_Description of the task:_ Could you quote all of the rows below verbatim, leaving out the pictures?

_Records shown:_
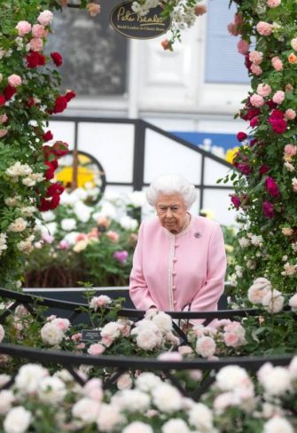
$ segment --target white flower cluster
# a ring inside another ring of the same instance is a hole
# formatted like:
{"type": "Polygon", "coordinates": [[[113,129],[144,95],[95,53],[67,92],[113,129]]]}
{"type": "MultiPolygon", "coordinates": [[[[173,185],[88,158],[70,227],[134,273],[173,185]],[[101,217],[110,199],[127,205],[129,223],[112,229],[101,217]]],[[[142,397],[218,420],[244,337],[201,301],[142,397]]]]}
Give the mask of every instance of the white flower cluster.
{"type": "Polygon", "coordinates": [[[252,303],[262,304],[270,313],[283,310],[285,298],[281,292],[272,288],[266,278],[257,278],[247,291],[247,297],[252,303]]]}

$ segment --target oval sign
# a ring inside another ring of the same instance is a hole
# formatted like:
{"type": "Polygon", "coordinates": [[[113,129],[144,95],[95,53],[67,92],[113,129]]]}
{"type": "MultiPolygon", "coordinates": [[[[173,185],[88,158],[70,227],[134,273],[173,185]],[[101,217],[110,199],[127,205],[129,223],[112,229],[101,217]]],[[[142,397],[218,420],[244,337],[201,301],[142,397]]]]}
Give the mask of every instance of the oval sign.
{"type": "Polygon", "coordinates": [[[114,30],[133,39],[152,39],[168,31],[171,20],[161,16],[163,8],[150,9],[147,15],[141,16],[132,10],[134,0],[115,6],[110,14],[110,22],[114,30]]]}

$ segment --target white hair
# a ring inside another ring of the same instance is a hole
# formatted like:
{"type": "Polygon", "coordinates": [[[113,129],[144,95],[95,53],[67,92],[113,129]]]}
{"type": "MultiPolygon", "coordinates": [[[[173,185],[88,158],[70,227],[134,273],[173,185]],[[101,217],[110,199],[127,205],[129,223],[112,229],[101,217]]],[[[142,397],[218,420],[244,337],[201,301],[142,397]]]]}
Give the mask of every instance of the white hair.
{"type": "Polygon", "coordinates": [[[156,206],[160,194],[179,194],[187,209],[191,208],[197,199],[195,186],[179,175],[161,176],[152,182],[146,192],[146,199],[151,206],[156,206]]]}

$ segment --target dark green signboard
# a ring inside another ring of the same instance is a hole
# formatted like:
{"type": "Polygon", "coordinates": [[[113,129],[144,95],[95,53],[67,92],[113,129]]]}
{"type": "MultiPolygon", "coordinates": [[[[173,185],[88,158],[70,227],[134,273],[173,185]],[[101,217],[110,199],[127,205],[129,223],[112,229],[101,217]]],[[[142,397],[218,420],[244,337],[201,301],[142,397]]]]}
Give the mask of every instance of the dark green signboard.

_Correct result:_
$ segment --target white flower cluster
# a ring inside another ring of the same instance is a hole
# formatted like:
{"type": "Polygon", "coordinates": [[[113,129],[144,95],[95,53],[67,92],[113,129]]]}
{"type": "MultiPolygon", "coordinates": [[[[173,185],[88,158],[70,227],[134,273],[173,185]],[[101,217],[110,199],[127,205],[129,223],[112,229],[101,217]]],[[[142,397],[218,420],[244,337],[201,301],[142,397]]]]}
Give the mask of every instance of the white flower cluster.
{"type": "Polygon", "coordinates": [[[252,303],[262,304],[270,313],[283,310],[285,298],[281,292],[272,288],[266,278],[257,278],[247,291],[247,297],[252,303]]]}

$ segment --target oval sign
# a ring inside another ring of the same instance is a hole
# formatted like:
{"type": "Polygon", "coordinates": [[[113,129],[144,95],[95,53],[67,92],[113,129]]]}
{"type": "MultiPolygon", "coordinates": [[[[173,185],[88,158],[70,227],[134,273],[173,185]],[[101,217],[110,199],[127,205],[129,223],[112,229],[101,217]]],[[[142,397],[218,420],[244,337],[201,301],[142,397]]]]}
Give the mask of every instance of the oval sign.
{"type": "Polygon", "coordinates": [[[114,30],[133,39],[152,39],[168,31],[171,20],[161,16],[163,8],[150,9],[147,15],[141,16],[132,10],[134,0],[115,6],[110,14],[110,22],[114,30]]]}

$ segment --target white hair
# a ring inside another ring of the same instance is a hole
# formatted like:
{"type": "Polygon", "coordinates": [[[113,129],[144,95],[95,53],[67,92],[113,129]]]}
{"type": "MultiPolygon", "coordinates": [[[[173,185],[88,158],[70,227],[134,273],[173,185]],[[101,217],[110,199],[127,205],[129,223],[112,229],[101,217]]],[[[142,397],[218,420],[244,337],[201,301],[142,397]]]]}
Give the mask of every instance of the white hair.
{"type": "Polygon", "coordinates": [[[156,206],[160,194],[179,194],[187,209],[191,208],[197,199],[195,186],[179,175],[161,176],[152,182],[146,192],[146,199],[151,206],[156,206]]]}

$ segment --target dark green signboard
# a ring inside another ring of the same instance is a hole
# formatted like:
{"type": "Polygon", "coordinates": [[[113,129],[144,95],[95,53],[67,92],[113,129]]]}
{"type": "MultiPolygon", "coordinates": [[[[173,185],[88,158],[70,227],[134,273],[173,185]],[[101,217],[110,199],[127,205],[129,223],[112,229],[101,217]]],[[[142,397],[218,420],[244,337],[201,301],[142,397]]]]}
Give the mask of every instance of the dark green signboard.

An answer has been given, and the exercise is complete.